Aim: Quote word for word the records from the line with "Put a marker on every instance of the man's dark" to the line with "[(765, 400)]", including both of those lines.

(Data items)
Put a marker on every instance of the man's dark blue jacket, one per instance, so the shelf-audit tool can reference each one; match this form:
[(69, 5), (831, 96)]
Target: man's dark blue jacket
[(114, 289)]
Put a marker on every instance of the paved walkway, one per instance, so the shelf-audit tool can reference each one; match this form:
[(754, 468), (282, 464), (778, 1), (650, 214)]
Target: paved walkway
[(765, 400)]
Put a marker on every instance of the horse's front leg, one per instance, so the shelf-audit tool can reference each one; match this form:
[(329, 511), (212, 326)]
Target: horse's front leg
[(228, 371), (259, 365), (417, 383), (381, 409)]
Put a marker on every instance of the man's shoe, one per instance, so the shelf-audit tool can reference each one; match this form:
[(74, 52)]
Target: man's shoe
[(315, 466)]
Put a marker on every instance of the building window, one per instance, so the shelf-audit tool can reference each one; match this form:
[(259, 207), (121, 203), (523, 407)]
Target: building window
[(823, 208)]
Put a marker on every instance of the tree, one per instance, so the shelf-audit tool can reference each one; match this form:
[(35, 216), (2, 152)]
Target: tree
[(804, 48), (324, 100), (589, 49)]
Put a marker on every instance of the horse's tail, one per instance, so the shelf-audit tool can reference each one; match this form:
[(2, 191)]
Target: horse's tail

...

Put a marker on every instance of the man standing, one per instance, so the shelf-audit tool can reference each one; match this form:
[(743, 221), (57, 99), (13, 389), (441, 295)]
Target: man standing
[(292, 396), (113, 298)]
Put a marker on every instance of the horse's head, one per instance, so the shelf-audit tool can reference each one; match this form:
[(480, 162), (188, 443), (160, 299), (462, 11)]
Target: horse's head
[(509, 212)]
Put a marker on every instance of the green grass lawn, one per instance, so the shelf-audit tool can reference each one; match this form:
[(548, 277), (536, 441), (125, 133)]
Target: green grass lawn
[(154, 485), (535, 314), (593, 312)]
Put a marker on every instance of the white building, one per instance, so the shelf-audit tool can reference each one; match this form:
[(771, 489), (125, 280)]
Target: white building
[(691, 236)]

Finished answer:
Put a marker on every instance of the man's dark blue jacket, one per instance, so the shelf-audit tool can reference each one; match this form:
[(69, 5), (831, 96)]
Target: man's dark blue jacket
[(114, 289)]
Put a marker on every instance of the paved walkway, one per instance, so the shelf-audit tool can reference each one; match this form:
[(754, 468), (282, 464), (778, 1), (650, 214)]
Target: paved walkway
[(765, 400)]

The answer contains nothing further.